• Aufgaben:
- A) Wie hoch ist im Text über Klimawandel und Artenschutz der weltweite Emissionsanteil im Bereich Landnutzung und Landwirtschaft?
- B) Zitiere aus dem Text über Klimawandel und Artenschutz die Stelle ab den Worten „Das internationale Team“ bis einschließlich „Einhaltung des 1,5-Grad-Ziels.“.

------ Auszug der Webseite

Zusätzlich wird die Natur beispielsweise dadurch geschwächt, dass tropische Regenwälder wie die im Amazonasgebiet abgeholzt werden, um die Flächen industriell oder landwirtschaftlich zu nutzen. Durch den Verlust an Biomasse entstehen zusätzlich Treibhausgase. "Wir haben im Bereich Landnutzung und Landwirtschaft weltweit einen Emissionsanteil von 25 bis 30 Prozent", so der Klimaforscher.

"Netz von Schutzgebieten schaffen"

Das internationale Team aus Forscherinnen und Forschern hat Vorschläge erarbeitet, mit denen die Menschheit dem Klimawandel und dem Artenschwund begegnen und die schon heute drastischen sozialen Folgen abmildern kann. Ganz oben auf der Liste stehen laut Pörtner die massive Reduktion der Treibhausgasemissionen und die Einhaltung des 1,5-Grad-Ziels.

Zusätzlich bekräftigen die Expertinnen und Experten die Forderung, mindestens 30 Prozent der Land-, Süßwasser- und Ozeanflächen unter Schutz zu stellen und zu renaturieren, "um die größten Biodiversitätsverluste zu vermeiden und die Funktionsfähigkeit der Ökosysteme zu erhalten. Das hilft uns dann auch im Kampf gegen den Klimawandel."

Pörtner zufolge könnte schon eine weitgehende Renaturierung von lediglich 15 Prozent der zu Nutzland umgeformten Flächen ausreichen, um 60 Prozent der heute bedrohten Tier- und Pflanzenarten vor dem Aussterben zu bewahren. "Das kann man nachhaltig machen. Das ist ein realistischer Vorschlag."

"Nicht 30 Prozent des Landes in Nationalparke verwandeln"

Dabei sollten Schutzgebiete nicht als isolierte Rettungsinseln für Artenvielfalt begriffen werden. Vielmehr müssten sie Teil eines weltumspannenden Netzwerks zu Wasser und zu Land sein, das Gebiete mit naturnaher Wildnis für die Arten miteinander verbindet, damit sie von einem zum anderen gelangen können.

Doch Pörtner betont: "Wir vertreten nicht diese Schwarz-Weiß-Vorstellung aus westlichen Ländern, dass es entweder Schutz gibt oder menschliche Nutzung. Wir haben sicherlich den Schutz geeigneter Lebensräume für Arten in bestimmten Regionen vorrangig zu sehen, aber wir schließen in benachbarten Gebieten eine nachhaltige Nutzung durch den Menschen nicht aus." Man müsse nicht 30 Prozent des Landes in Nationalparke verwandeln, sondern Konzepte der nachhaltigen Nutzung entwickeln und wegkommen von der industriellen Landwirtschaft.

------------
------ Bereitgestellte Datensätze

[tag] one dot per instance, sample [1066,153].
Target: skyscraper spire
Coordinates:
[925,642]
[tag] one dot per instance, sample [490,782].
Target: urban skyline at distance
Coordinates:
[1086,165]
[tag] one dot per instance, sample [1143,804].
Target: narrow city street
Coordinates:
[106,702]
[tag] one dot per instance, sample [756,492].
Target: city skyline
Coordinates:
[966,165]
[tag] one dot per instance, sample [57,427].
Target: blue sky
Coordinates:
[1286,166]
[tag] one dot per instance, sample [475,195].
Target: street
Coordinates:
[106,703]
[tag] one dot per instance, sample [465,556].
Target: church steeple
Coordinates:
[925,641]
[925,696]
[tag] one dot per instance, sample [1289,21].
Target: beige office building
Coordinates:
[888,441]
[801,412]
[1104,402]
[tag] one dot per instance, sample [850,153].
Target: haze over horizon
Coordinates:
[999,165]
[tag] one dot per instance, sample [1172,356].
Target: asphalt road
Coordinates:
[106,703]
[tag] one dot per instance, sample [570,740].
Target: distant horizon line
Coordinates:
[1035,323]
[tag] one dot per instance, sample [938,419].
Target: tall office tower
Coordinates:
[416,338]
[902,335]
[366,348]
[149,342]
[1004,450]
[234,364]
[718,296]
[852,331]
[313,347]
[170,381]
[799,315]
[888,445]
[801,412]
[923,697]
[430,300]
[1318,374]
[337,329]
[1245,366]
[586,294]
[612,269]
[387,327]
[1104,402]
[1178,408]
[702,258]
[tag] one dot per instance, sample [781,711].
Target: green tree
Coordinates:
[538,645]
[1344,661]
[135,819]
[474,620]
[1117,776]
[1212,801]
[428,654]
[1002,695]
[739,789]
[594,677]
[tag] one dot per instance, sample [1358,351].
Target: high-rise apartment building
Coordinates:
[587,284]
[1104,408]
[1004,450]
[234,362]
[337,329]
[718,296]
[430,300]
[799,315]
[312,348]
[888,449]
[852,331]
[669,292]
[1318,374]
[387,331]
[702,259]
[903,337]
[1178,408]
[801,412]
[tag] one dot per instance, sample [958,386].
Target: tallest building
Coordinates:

------------
------ Bereitgestellte Datensätze

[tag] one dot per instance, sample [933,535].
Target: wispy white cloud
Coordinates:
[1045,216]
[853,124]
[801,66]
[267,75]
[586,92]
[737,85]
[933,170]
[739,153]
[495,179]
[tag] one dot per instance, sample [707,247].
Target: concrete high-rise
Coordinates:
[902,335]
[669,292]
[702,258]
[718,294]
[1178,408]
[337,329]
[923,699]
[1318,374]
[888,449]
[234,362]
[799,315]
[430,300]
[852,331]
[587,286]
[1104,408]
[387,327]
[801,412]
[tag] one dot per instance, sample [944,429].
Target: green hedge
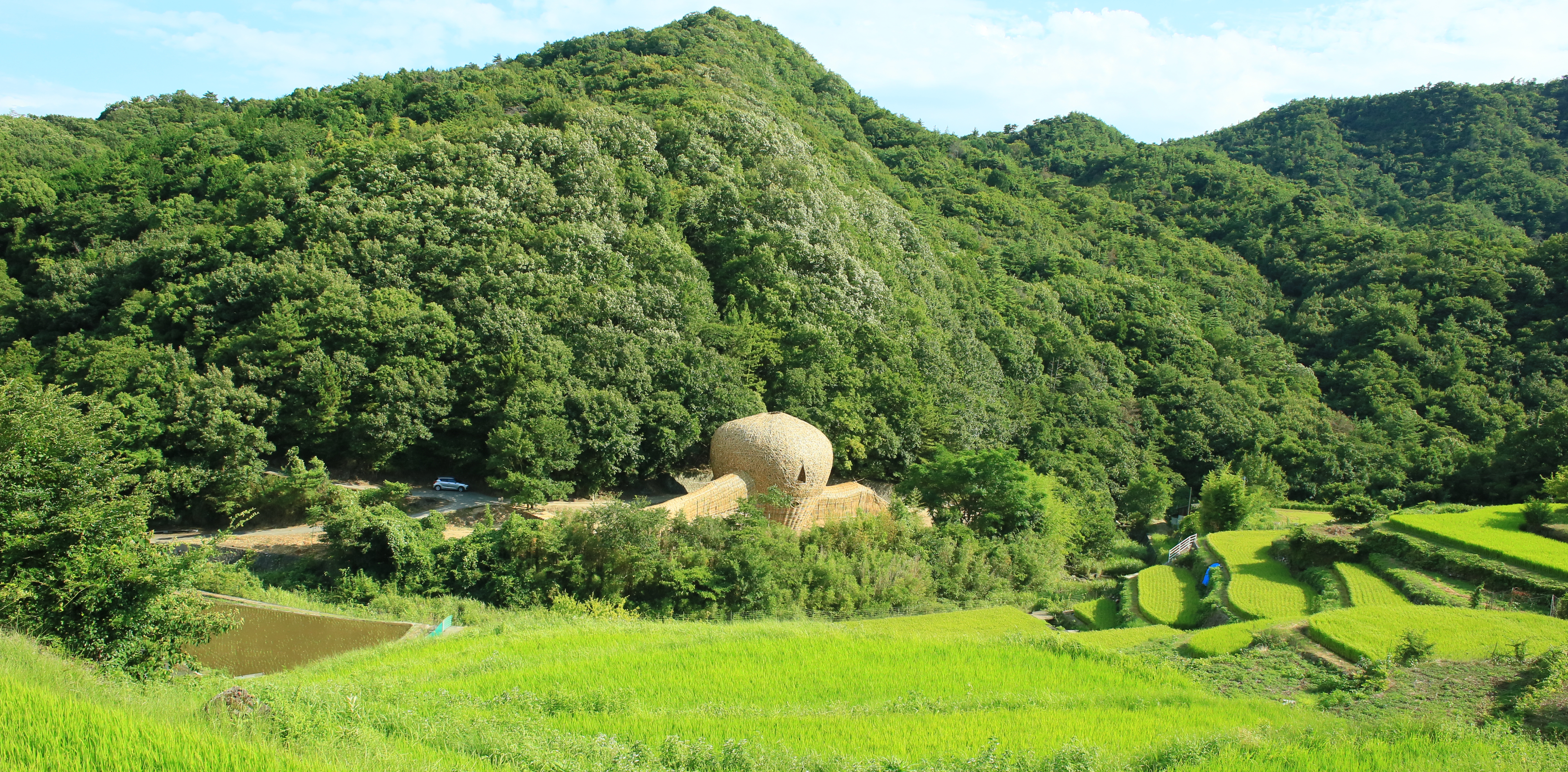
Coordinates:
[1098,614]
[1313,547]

------------

• Die Antworten:
- A) 25 bis 30 Prozent.

- B)
Das internationale Team aus Forscherinnen und Forschern hat Vorschläge erarbeitet, mit denen die Menschheit dem Klimawandel und dem Artenschwund begegnen und die schon heute drastischen sozialen Folgen abmildern kann. Ganz oben auf der Liste stehen laut Pörtner die massive Reduktion der Treibhausgasemissionen und die Einhaltung des 1,5-Grad-Ziels.